Photo-based referring expression data:
· · · · · · ·

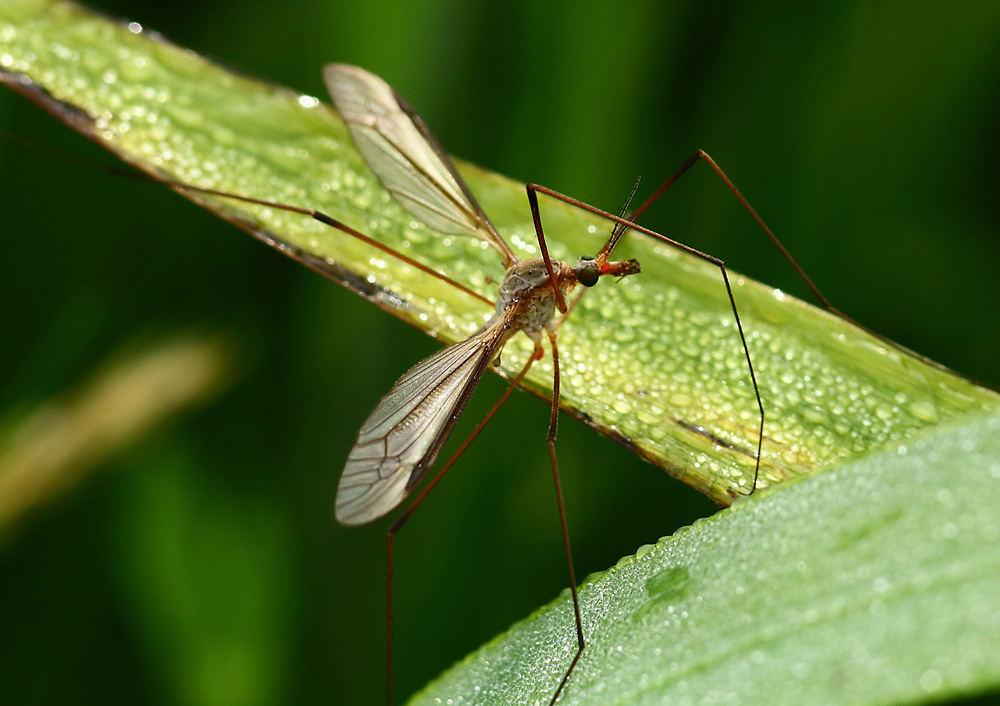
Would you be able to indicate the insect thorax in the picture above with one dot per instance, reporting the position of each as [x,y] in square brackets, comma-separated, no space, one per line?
[527,297]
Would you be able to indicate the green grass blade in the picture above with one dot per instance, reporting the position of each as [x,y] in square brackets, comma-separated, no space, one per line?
[872,583]
[653,362]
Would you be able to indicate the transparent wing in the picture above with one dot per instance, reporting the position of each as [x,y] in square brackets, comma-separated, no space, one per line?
[406,157]
[402,436]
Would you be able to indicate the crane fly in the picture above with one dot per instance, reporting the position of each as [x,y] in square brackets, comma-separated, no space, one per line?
[401,438]
[399,442]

· · · · · · ·

Output the line bearing "Would you be able to indicate the green" along with all the lines after it through the end of the entries, exactly, and no other lines.

Would you be able to indicate the green grass blade in the picture above with one dot per instance, reporting the position of each as [x,y] in square brackets, comma-separated, no space, one per line?
[872,583]
[653,362]
Would you be able to indicate the transparent wing in the picture above with one dot per instance, reporting the position of each as [x,y] in square brackets, comma-separated, no space, one per line?
[406,157]
[402,436]
Would you be able to indicate the crane fly in the picture above with one dot per instance, reporting the position of each as [x,y] in square brackets, comma-separated, no space, one per line?
[401,438]
[399,442]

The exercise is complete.